• WHAT THE TASK ASKS: Print the material below verbatim, leaving out the pictures.

• DATA EXCERPTS:
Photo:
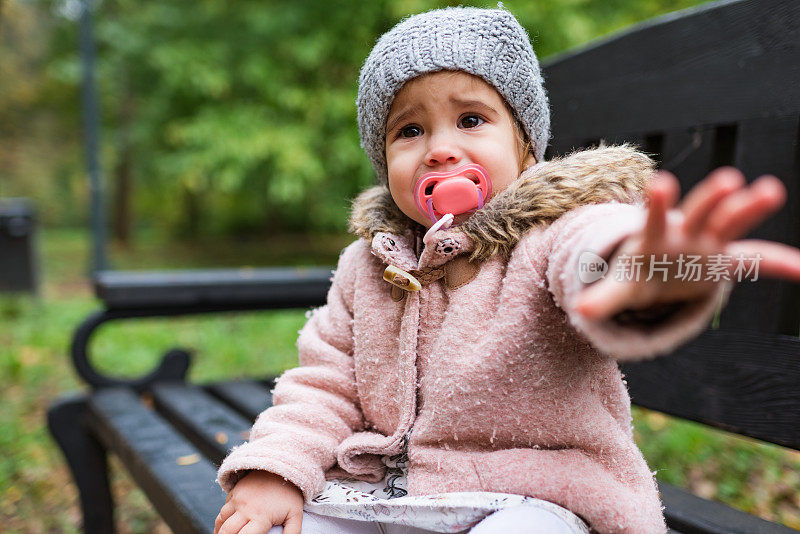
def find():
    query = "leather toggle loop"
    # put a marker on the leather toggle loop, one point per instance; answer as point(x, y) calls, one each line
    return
point(402, 279)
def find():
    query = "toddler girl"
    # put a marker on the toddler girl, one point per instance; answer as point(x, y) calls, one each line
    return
point(463, 375)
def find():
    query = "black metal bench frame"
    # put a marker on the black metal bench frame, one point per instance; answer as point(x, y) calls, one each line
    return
point(707, 87)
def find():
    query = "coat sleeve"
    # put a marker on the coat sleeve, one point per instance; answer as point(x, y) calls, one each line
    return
point(631, 335)
point(315, 406)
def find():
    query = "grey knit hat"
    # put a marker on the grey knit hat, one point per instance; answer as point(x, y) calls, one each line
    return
point(489, 43)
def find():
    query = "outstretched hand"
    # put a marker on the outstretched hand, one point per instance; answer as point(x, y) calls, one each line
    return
point(713, 215)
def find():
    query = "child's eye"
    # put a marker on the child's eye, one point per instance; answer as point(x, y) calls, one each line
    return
point(410, 131)
point(470, 121)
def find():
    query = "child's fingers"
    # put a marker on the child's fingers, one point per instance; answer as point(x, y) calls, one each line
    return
point(233, 524)
point(255, 527)
point(225, 512)
point(293, 523)
point(743, 210)
point(603, 299)
point(700, 201)
point(776, 259)
point(664, 191)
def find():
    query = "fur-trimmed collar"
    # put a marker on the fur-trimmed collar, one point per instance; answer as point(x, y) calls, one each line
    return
point(541, 195)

• THE OUTPUT:
Photo:
def find():
    query = "leather toggle loop"
    # put a marker on the leather toggle loop, one point per instance; answer as point(x, y) calls, one each line
    return
point(402, 279)
def find():
    query = "toddler girl"
    # put a marker on the toddler girl, one point per instance; answer as point(x, y) calls, one each line
    return
point(463, 375)
def find():
    query = "black metal bench frame"
    # put a marker on the black metal bench frame, one point per instance; answer as point(x, y) calls, one each line
    return
point(707, 87)
def find():
    query = "coat sleeve"
    # put a marker on the coat sleeve, one point per instance; answer as point(x, y) calls, one each line
    return
point(631, 335)
point(315, 406)
def find():
    query = "grey knit hat"
    # put a marker on the grey knit hat, one point per instance; answer as point(x, y) calls, one each line
    return
point(489, 43)
def find():
    query = "outstretched hand"
    # put a marker on the outstretched hand, one point per instance; answer as point(x, y) calls, one each line
    return
point(713, 215)
def find():
    query = "child's eye"
    # put a marker on the child's eye, one point per instance; answer as point(x, y) calls, one each line
    return
point(410, 131)
point(470, 121)
def find():
    query = "child's fingers"
    # put a marker on the child's fingers, one point per instance; answer as point(x, y) calls, one each line
    return
point(233, 524)
point(255, 527)
point(225, 512)
point(293, 523)
point(743, 210)
point(603, 299)
point(700, 201)
point(776, 259)
point(664, 191)
def find():
    query = "fur-trimmed collar"
    # put a marker on the fur-trimmed collar, one point per instance; answer as point(x, y) calls, one each line
    return
point(541, 195)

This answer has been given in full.